━━━━━ LISTED RECORDS
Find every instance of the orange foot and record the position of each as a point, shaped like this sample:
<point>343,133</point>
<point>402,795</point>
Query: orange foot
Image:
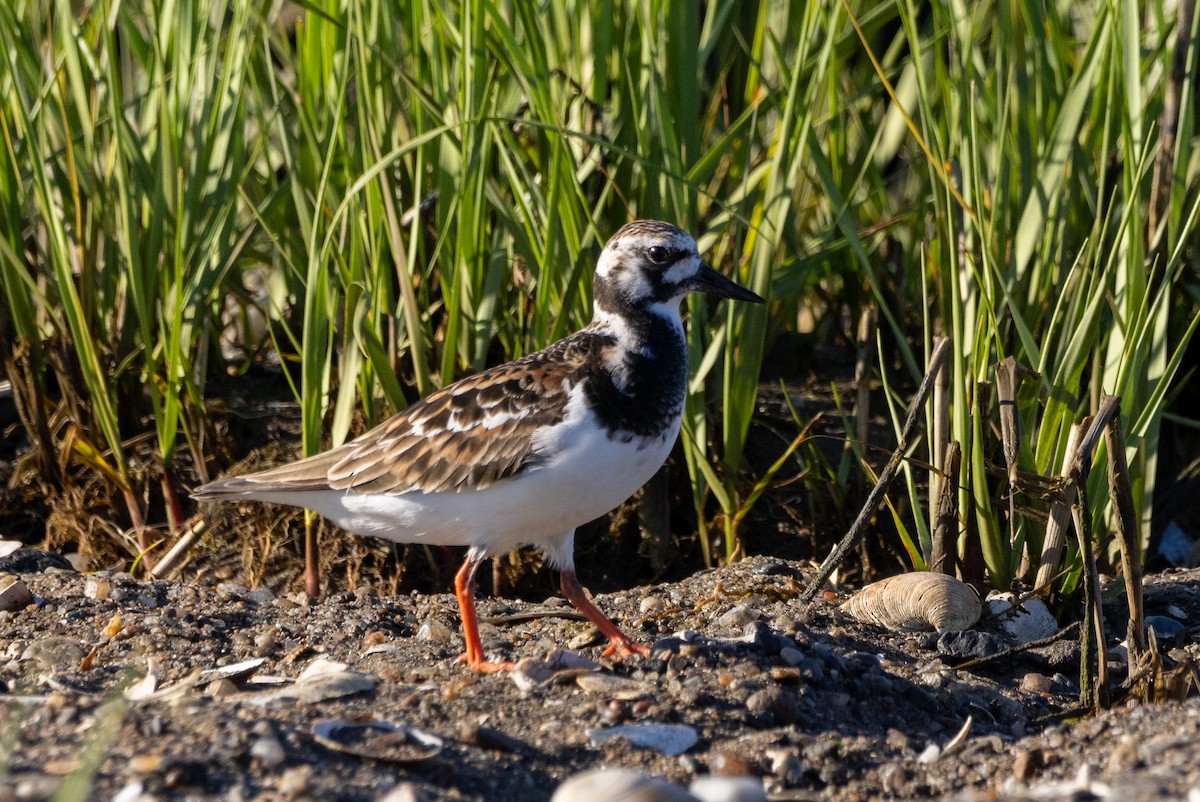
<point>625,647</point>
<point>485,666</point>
━━━━━━━━━━
━━━━━ LISTED RECORDS
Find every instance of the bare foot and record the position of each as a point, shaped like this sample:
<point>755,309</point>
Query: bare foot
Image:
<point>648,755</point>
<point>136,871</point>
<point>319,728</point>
━━━━━━━━━━
━━━━━ LISTED RECORDS
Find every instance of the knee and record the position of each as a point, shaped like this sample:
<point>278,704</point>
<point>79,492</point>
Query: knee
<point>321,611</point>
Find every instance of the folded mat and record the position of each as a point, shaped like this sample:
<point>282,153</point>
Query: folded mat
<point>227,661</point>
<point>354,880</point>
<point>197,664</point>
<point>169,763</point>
━━━━━━━━━━
◆ AIM OF THE TASK: Where the string "position" turns up in a line of the data above, copy that whole line.

◆ SOLVED EXERCISE:
Find every instance of the orange foot and record the position of each as a point, shaped like this sample:
Find every instance of the bare foot and record the position of each as a point, shaped like this sample:
Find every instance of the knee and record the position of each as a point, shaped like this sample:
Find every instance of the folded mat and record the position of each as a point, shaped like this sample:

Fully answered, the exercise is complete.